━━━ TEXT SEGMENT
The Wonder of Weeds, BBC Four/ Afghanistan: War without End?, BBC Two | reviews, news & interviews
The Wonder of Weeds, BBC Four/ Afghanistan: War without End?, BBC Two
The Wonder of Weeds, BBC Four/ Afghanistan: War without End?, BBC Two
Horticultural revelations, and a pessimistic survey of a military quagmire
Continuing BBC Four's trend of creating surprisingly watchable programmes out of dowdy and unpromising ideas, this survey of the plants gardeners love to hate was a mine of information and offered plenty of food for thought. And for that matter, plenty of food, since it appears that wheat has only survived to become one of our top crops because, several thousand years ago, it was genetically beefed up by getting spliced to a weed.
What is a weed, anyway? Presenter Chris Collins, a seasoned horticulturist despite his protection-racketish demeanour, came up with several plausible definitions. He suggested that weeds are "plants that thrive where we least want them", while Gardeners' Question Time regular Bob Flowerdew offered a holistic variant: "It's just a plant that we haven't discovered the virtues of yet."
Or again, you could say it's a plant that's in the wrong place at the wrong time, since many plants that now have prices on their heads are only here because they were imported from distant shores hundreds of years ago, having originally been prized for their exotic qualities. Take the buddleja, for instance, brought here from China and admired for its lavish flowers, only to become "a garden escapee that has got above itself". A tough and resourceful shrub, it travelled around the country by spreading along the railway network, and the ongoing battle to restrict it to manageable proportions now costs millions of pounds a year.
Meanwhile, the triffid-like Japanese Knotweed, once a prized ornamental plant, is feared as "the most aggressive alien weed in Britain". It can grow five feet in four weeks, is powerful enough to penetrate concrete, and can envelop entire houses. Cunning boffins have finally hit upon a Barnes Wallis-style scheme for defeating the threat, and have brought in Knotweed-eating psyllids (small insects) from Japan to devour it. Observing the psyllids mating in a laboratory, Collins found himself reminded of "a disco dance floor with one bird and three geezers".
━━━━━━
━━━ DATA FOR REVIEW
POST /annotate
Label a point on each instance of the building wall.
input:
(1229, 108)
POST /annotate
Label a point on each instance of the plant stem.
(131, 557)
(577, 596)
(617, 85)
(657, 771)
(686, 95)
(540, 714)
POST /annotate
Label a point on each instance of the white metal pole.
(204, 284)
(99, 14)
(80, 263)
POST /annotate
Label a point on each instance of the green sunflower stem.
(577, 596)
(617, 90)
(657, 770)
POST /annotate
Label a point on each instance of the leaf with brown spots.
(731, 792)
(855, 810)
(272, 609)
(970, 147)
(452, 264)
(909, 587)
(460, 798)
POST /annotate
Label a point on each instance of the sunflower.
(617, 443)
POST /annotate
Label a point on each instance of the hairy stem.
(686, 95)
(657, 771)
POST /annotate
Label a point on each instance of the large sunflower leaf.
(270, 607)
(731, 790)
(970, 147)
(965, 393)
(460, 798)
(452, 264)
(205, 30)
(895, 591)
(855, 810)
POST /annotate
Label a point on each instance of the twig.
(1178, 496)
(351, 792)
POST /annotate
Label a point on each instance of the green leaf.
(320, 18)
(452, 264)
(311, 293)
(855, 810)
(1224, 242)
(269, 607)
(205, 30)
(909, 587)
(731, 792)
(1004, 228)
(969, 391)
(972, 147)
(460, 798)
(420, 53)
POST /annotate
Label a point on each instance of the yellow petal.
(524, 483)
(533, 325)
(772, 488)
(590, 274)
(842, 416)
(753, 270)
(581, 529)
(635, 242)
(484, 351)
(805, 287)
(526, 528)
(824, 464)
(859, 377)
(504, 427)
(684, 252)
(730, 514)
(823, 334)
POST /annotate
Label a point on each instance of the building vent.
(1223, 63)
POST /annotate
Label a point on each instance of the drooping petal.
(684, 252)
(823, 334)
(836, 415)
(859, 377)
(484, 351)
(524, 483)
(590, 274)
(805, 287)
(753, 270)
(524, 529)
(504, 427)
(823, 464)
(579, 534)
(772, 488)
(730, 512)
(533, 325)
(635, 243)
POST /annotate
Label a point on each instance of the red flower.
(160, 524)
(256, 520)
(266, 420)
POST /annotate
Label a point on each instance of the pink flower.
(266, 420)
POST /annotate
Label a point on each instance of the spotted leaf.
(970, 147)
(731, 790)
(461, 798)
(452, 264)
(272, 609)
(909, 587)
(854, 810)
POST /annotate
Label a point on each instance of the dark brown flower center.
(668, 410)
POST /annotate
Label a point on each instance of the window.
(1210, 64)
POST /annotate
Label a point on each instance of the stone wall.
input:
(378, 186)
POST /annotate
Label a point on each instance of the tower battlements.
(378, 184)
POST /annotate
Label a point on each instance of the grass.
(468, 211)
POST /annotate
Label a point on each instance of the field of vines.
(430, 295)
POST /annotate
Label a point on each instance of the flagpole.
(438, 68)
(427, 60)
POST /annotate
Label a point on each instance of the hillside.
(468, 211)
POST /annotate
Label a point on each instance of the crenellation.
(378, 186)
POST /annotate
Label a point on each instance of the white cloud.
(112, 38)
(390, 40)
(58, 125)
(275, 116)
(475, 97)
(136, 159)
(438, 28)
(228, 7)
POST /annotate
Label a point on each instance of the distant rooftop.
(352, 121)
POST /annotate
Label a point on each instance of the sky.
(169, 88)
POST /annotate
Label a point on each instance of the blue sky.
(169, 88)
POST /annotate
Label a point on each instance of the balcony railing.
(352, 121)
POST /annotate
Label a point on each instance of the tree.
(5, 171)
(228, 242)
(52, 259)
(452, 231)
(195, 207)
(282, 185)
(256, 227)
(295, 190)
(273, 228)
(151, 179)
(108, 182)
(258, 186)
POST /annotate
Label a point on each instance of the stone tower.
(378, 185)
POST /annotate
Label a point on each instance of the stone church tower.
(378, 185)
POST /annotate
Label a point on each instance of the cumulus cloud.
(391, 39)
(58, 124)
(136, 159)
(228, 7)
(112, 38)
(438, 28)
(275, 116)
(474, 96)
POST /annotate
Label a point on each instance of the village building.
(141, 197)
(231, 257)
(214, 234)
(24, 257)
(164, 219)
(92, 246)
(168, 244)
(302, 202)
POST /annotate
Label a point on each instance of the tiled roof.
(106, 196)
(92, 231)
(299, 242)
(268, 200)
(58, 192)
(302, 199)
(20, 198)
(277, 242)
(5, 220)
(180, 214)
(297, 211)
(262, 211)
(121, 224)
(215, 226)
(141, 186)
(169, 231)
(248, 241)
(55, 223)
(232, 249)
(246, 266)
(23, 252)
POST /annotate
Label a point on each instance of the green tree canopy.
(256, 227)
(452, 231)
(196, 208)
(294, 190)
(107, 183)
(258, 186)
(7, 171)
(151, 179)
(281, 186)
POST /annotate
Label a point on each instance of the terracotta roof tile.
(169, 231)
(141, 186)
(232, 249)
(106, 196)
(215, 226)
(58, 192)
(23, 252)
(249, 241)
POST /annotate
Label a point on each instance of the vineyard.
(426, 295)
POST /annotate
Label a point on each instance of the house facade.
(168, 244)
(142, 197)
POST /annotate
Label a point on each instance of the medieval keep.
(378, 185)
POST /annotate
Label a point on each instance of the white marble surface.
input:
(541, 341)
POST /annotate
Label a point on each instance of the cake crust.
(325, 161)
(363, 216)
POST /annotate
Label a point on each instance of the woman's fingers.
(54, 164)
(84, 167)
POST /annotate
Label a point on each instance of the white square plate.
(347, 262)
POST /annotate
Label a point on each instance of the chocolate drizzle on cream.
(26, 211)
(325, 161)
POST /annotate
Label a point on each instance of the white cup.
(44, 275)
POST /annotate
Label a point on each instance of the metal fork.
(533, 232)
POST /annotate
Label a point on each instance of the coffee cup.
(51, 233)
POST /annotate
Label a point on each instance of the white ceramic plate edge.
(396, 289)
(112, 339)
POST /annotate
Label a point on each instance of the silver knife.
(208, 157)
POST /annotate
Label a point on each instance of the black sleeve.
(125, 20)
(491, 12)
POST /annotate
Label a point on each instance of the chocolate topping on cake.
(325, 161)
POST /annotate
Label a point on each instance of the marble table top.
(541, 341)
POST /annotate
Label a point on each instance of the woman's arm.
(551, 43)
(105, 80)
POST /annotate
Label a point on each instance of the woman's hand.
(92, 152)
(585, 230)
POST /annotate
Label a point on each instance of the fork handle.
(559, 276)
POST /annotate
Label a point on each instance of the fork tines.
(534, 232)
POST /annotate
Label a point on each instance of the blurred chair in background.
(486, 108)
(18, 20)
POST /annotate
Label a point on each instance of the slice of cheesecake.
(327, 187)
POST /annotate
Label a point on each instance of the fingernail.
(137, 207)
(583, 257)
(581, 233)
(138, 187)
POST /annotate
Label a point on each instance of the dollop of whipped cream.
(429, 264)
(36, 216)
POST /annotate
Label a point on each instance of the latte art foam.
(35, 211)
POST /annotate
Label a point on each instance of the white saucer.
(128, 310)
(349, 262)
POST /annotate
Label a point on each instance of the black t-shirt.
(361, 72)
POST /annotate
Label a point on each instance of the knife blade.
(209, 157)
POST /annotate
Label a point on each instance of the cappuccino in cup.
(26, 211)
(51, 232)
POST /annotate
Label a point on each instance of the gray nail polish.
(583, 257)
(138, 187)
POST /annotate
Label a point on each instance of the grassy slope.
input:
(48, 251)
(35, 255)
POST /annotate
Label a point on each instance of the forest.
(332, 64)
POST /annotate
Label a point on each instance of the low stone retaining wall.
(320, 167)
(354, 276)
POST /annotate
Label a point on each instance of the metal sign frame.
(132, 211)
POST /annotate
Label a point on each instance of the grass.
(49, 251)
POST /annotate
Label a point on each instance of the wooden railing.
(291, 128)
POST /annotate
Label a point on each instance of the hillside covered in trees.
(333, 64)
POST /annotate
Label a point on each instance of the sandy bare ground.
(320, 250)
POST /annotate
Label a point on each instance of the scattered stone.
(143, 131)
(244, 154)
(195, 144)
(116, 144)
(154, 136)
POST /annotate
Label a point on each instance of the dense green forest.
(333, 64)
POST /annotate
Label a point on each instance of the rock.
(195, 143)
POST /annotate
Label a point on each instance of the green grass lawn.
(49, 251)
━━━━━━
> [ASSIGNED TASK A]:
Answer these questions from the weeds review:
(i) Who presents the program?
(ii) Which country was the buddleja brought from?
(iii) What insects were brought from Japan to eat Japanese Knotweed?
> [ASSIGNED TASK B]:
Recast the paragraph of the weeds review beginning "Meanwhile, the triffid-like Japanese Knotweed" as a short bulleted list that keeps its main facts.
> [ASSIGNED TASK C]:
Put this sentence from the weeds review into Spanish: "It can grow five feet in four weeks, is powerful enough to penetrate concrete, and can envelop entire houses."
The records are separate material from the review.

> [EXERCISE RESPONSE A]:
(i) Chris Collins
(ii) China
(iii) Psyllids (small insects)

> [EXERCISE RESPONSE B]:
- Japanese Knotweed was once a prized ornamental plant but is now feared as "the most aggressive alien weed in Britain."
- It can grow five feet in four weeks, penetrate concrete and envelop entire houses.
- Scientists have brought in Knotweed-eating psyllids, small insects, from Japan to devour it.
- Watching the psyllids mate in a laboratory reminded Collins of "a disco dance floor with one bird and three geezers."

> [EXERCISE RESPONSE C]:
Puede crecer cinco pies en cuatro semanas, es lo bastante potente como para atravesar el hormigón y puede envolver casas enteras.